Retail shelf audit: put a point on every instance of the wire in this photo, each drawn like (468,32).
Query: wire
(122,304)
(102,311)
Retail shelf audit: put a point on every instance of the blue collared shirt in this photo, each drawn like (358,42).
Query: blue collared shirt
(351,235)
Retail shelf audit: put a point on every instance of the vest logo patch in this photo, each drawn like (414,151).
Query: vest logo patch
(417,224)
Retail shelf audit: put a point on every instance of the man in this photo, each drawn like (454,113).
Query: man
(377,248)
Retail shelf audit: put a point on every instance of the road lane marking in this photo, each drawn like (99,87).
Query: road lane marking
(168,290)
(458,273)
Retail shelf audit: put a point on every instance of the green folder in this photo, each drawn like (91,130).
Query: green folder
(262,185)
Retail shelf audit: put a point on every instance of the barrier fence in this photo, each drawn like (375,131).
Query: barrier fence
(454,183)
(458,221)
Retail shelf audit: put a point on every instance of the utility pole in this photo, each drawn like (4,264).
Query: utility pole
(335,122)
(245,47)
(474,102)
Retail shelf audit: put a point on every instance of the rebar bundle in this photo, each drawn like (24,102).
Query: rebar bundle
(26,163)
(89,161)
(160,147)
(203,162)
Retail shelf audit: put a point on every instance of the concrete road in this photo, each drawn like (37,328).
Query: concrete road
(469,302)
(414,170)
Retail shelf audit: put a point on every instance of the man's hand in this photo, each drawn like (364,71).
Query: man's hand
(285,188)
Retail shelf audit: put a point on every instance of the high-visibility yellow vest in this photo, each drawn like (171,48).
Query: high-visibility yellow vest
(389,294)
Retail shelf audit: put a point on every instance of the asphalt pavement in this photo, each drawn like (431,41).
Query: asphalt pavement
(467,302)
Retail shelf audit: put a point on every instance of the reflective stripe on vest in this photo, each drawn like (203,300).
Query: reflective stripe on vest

THE PROBLEM
How many of the lines above contain the string "reflective"? Give the number only.

TASK OUTPUT
2